Befehl zum Selbstmord

 

Den Forschern zufolge setzt Methadon Mechanismen der Apoptose, des programmierten Zelltods, in Gang. Dabei spielen Caspasen, genauer gesagt die Caspase-3 und die Caspase-9, eine wichtige Rolle. Die Aktivierung dieser Enzyme, die für die gesunde Entwicklung einer Zelle und für deren Reaktion auf eine schwere Beschädigung oder Infektion verantwortlich sind, leitet den Zelltod ein.

 

Dass Methadon auch solche Krebszellen zerstört, die auf eine Chemo- oder Radiotherapie nicht mehr ansprechen, fand Friesens Team in Versuchen mit Doxorubicin-, Multidrug- und Apoptose-resistenten Leukämiezellen heraus. Als nächstes wollen die Wissenschaftler in Tierversuchen prüfen, ob sich die Ergebnisse bestätigen lassen. Laut Friesen könnte sich Methadon nicht nur zur Leukämie-Therapie, sondern auch zur Behandlung anderer Krebsarten eignen. Die Entwicklung einer möglichen Methadon-Abhängigkeit wäre im Fall einer effektiven Krebstherapie sicher das kleinere Übel.

 

Vitamin-C-Spritze bei Krebs

 

Neben Methadon machte in der vergangenen Woche eine weitere, gut bekannte Substanz als möglicher Hoffnungsträger in der Krebstherapie auf sich aufmerksam: Vitamin C.

 

Hoch dosierte Ascorbinsäure-Injektionen verzögern bei Mäusen das Tumorwachstum. Zu diesem Ergebnis kommt die Arbeitsgruppe um Dr. Mark Levine von den National Institutes of Health in Bethesda. Wie die Wissenschaftler in »Proceedings of the National Academy of Science« (Doi: 10.1073/pnas.0804226105) berichten, ist auch die Anwendung beim Menschen aussichtsreich, vor allem bei der Therapie aggressiver Tumoren mit schlechter Prognose.

 

Den tierexperimentellen Studien waren Laborversuche mit Zelllinien vorausgegangen. Insgesamt testeten die Wissenschaftler die Auswirkung hoher Dosen Vitamin C an 43 unterschiedlichen Krebszelllinien. In drei von vier Fällen konnten sie einen Antitumor-Effekt nachweisen. Andererseits konnten selbst hohe Dosen Ascorbinsäure gesunden Zellen nichts anhaben.

**Daten zur Analyse**

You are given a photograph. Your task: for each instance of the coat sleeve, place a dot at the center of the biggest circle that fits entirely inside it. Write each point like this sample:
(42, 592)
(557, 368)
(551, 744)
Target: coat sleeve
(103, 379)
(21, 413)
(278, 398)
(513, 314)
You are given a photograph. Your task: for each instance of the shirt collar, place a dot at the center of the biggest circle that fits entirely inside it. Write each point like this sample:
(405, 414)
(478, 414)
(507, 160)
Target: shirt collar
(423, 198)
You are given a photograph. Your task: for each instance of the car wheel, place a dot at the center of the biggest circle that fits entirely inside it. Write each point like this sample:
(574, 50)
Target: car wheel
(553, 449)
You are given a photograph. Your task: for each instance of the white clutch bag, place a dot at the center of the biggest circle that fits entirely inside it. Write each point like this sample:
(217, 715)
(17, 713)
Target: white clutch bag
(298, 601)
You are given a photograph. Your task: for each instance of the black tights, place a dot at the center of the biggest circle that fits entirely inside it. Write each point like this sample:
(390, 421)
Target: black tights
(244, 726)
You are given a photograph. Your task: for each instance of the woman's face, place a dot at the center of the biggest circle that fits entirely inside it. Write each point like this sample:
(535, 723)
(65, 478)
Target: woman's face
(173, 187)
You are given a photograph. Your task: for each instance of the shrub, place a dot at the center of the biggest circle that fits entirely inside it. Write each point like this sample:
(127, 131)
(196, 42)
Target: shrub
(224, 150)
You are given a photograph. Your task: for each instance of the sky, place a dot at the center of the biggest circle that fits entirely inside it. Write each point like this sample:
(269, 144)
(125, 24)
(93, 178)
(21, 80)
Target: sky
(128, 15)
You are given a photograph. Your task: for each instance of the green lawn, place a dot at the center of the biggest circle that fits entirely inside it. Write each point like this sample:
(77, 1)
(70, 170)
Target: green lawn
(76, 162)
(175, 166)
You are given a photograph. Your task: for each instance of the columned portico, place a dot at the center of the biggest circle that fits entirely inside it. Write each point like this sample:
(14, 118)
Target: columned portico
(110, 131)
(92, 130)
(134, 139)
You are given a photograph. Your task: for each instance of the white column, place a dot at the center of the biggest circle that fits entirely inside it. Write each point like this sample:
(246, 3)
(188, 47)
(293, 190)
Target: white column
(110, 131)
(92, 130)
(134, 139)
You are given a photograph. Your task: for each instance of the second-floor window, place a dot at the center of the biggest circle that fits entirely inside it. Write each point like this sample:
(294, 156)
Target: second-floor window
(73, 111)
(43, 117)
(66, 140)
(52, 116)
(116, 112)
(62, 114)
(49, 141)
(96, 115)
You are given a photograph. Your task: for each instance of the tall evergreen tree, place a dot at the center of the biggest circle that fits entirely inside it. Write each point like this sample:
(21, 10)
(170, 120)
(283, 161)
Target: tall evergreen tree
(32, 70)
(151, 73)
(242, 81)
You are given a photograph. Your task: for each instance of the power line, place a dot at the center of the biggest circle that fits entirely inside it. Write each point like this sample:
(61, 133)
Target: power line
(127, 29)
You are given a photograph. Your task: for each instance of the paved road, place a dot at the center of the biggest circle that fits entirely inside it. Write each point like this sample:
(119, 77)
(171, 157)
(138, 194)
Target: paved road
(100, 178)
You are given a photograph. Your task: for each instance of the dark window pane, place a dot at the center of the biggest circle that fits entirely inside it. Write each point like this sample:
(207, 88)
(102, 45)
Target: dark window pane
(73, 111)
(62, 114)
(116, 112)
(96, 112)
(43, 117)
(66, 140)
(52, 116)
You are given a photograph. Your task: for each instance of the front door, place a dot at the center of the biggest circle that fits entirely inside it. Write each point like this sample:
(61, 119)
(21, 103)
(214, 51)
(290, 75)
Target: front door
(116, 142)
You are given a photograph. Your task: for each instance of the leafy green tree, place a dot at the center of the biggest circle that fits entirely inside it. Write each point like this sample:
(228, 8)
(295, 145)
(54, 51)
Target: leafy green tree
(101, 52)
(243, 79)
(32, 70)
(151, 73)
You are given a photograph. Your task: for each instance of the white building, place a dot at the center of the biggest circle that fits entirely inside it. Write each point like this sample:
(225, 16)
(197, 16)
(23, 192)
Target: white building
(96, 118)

**Aufgabe**
Bitte schreiben Sie den Textauszug über Methadon und Vitamin C in der Krebstherapie im Anschluss an seinen letzten Satz weiter.

**Lösung**
Im nächsten Schritt testeten die Forscher das Vitamin an Mäusen, die an einem aggressiven Tumor der Bauchspeicheldrüse, der Eierstöcke oder des Gehirns erkrankt waren. Entweder intravenös oder intraperitoneal spritzten sie den Tieren Ascorbinsäure in einer Dosierung von bis zu 4 g pro kg Körpergewicht. Das Ergebnis: Bei allen drei Krebsarten reduzierten sich Tumorwachstum und -gewicht um 41 bis 53 Prozent. Im Falle der an Hirntumor-erkrankten Mäusen machte Levines Team eine weitere Entdeckung. Bei 30 Prozent der Tiere in der Kontrollgruppe traten Metastasen in anderen Organen auf. Bei Mäusen, die Ascorbinsäure injiziert bekommen hatten, konnten die Wissenschaftler das nicht feststellen.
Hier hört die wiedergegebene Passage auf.